Begin The data

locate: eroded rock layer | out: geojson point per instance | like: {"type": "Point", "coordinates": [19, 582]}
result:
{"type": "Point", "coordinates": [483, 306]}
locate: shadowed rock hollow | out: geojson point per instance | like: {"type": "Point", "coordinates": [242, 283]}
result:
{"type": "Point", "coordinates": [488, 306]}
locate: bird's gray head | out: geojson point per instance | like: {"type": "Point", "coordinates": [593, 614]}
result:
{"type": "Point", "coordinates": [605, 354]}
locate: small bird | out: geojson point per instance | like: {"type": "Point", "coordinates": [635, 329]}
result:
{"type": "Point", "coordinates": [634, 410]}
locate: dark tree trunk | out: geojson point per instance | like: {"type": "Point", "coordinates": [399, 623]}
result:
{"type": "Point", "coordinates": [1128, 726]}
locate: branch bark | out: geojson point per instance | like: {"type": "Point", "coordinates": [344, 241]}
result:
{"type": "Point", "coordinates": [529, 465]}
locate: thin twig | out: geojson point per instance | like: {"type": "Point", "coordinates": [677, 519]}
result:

End The data

__What the exercise asks__
Can you print all of the material above again, every line unchanged and in the same order?

__Task answer__
locate: eroded rock layer | out: geojson point per instance | like: {"type": "Point", "coordinates": [19, 582]}
result:
{"type": "Point", "coordinates": [483, 306]}
locate: shadowed rock hollow | out: geojson point per instance | like: {"type": "Point", "coordinates": [242, 283]}
result:
{"type": "Point", "coordinates": [488, 306]}
locate: bird's gray head | out: geojson point per instance | like: {"type": "Point", "coordinates": [593, 614]}
result:
{"type": "Point", "coordinates": [605, 354]}
locate: small bird | out: geojson point per instance | like: {"type": "Point", "coordinates": [635, 329]}
result:
{"type": "Point", "coordinates": [634, 410]}
locate: dark tree trunk | out: geojson point per instance | like: {"type": "Point", "coordinates": [399, 623]}
result:
{"type": "Point", "coordinates": [1128, 726]}
locate: branch bark | out: geojson point per instance | like: {"type": "Point", "coordinates": [344, 241]}
result:
{"type": "Point", "coordinates": [529, 465]}
locate: thin twig | out: geojson point per instance | like: {"type": "Point", "coordinates": [677, 519]}
result:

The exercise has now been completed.